··· Data extract ···

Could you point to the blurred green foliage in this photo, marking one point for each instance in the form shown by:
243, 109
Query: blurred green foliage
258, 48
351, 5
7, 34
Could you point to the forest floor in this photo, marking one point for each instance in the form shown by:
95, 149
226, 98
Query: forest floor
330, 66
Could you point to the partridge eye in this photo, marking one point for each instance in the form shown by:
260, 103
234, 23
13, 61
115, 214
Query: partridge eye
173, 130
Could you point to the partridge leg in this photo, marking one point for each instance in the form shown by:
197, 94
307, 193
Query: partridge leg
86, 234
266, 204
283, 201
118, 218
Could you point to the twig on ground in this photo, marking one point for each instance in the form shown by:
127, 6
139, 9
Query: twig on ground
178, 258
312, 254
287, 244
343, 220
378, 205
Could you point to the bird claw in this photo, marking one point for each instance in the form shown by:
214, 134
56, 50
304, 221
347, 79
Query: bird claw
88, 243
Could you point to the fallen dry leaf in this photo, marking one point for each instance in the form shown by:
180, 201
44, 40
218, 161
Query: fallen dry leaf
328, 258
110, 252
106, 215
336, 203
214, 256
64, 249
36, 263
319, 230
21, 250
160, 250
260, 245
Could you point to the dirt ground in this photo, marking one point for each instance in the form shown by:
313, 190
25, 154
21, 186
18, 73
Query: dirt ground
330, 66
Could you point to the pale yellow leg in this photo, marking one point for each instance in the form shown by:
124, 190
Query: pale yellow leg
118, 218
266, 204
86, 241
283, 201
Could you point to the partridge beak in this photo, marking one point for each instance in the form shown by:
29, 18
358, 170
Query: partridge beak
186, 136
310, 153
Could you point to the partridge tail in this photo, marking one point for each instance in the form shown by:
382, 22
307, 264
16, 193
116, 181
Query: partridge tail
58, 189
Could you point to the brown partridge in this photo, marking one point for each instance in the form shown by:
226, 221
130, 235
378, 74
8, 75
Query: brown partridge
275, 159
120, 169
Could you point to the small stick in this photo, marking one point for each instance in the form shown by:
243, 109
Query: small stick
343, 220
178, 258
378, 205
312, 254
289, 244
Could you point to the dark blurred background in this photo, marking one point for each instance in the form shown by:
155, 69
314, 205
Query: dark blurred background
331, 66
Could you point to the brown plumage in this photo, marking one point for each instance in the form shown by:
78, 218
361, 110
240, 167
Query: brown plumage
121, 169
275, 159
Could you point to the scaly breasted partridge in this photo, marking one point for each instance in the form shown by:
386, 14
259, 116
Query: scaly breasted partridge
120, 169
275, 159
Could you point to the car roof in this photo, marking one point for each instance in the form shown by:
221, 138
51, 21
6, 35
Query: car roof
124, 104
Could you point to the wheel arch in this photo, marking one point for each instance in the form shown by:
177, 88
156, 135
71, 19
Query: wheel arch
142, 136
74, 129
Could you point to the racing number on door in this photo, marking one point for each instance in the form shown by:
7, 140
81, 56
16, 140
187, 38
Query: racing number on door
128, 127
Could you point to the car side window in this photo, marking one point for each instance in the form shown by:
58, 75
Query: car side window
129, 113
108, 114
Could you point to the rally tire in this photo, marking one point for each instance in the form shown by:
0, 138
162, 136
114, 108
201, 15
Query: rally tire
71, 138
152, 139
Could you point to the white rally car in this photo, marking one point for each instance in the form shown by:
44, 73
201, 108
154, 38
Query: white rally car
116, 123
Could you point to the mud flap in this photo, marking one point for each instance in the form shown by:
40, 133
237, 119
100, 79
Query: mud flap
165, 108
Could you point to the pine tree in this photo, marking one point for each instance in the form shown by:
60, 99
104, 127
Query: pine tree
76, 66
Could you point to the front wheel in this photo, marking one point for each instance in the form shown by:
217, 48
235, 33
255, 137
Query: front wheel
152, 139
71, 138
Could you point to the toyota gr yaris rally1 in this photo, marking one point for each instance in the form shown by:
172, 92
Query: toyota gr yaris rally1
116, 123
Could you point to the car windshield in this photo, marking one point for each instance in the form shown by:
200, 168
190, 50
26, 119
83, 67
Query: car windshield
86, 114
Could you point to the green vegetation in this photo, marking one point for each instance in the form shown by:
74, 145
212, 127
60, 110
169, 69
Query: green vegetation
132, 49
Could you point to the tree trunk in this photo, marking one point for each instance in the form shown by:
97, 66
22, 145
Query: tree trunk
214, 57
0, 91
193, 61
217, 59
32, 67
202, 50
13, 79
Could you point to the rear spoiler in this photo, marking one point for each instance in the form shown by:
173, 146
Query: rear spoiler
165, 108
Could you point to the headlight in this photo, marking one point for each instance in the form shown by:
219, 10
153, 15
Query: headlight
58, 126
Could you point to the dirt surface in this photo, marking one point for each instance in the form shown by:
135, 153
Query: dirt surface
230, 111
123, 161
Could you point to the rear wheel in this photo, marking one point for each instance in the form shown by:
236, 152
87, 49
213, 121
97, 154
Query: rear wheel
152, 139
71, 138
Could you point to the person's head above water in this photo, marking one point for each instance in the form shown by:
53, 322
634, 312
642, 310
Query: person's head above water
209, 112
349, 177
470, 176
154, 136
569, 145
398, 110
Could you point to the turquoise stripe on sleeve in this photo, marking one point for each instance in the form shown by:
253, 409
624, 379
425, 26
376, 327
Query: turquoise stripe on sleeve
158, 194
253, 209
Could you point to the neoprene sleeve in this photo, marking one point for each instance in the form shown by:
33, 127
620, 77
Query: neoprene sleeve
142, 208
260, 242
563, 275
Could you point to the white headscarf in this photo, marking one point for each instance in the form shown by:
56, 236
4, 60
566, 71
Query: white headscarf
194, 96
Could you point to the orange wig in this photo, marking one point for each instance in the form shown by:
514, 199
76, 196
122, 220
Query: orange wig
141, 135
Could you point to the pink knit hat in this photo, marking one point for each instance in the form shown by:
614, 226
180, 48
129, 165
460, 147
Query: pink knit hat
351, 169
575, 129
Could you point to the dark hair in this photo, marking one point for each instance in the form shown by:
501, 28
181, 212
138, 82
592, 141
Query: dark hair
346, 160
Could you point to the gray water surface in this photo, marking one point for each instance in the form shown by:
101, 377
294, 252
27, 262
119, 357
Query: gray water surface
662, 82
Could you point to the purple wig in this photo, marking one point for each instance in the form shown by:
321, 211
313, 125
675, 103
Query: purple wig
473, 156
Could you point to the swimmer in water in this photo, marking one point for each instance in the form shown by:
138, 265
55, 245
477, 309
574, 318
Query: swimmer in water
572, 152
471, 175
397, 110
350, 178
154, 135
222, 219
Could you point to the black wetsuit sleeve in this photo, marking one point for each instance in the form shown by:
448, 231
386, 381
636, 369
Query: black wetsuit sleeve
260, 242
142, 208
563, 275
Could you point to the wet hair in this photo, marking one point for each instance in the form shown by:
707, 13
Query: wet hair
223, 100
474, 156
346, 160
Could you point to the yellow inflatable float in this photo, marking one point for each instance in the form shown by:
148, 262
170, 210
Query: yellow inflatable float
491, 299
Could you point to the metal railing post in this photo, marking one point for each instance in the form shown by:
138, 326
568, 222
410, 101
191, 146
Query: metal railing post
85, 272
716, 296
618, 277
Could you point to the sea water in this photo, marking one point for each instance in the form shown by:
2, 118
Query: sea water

···

Exercise aim: Restate the items from the line with "Could you point to the gray" through the end of the items, keeping every line including the requests. Multiply each point coordinate in the answers by 2.1 and round to the nearest whole number, with halves rounding up.

Response below:
Could you point to the gray water surface in this photo, marking one point for each instance in the form shown by:
101, 377
294, 252
27, 262
119, 357
Query: gray water surface
1390, 172
Could you point to the purple wig in this photo, marking one point for each instance in the form shown by:
321, 211
313, 125
675, 103
Query: purple wig
993, 328
Could you point to the swimmer in water in this photo, marking one point for each instance in the form shown by:
138, 265
55, 245
477, 309
574, 318
Query: swimmer in water
1201, 319
989, 368
834, 231
735, 374
323, 284
466, 460
Could you point to the black wetsuit sleeve in this photo, marking one point for each instance in the form shown by:
448, 231
386, 381
636, 369
Query: black wetsuit sleeve
546, 508
298, 437
1182, 578
Could you point to the wet hair in this photo, marking one point for each instance in the form shown by:
707, 13
Query: wet hair
468, 210
995, 328
727, 336
Could you point to the yellow inflatable float in this photo, marking one point for each instance in the form shown by:
148, 262
170, 210
Query: yellow inflatable float
1031, 628
Could you point to the metal railing post in this photo, marking one point for each instance in the form shown by:
138, 326
568, 222
410, 101
191, 146
Query: metal railing post
179, 571
1504, 622
1298, 582
Could you point to the sea water in this photo, marking one point for each instance in the form shown by:
2, 118
Query: sea water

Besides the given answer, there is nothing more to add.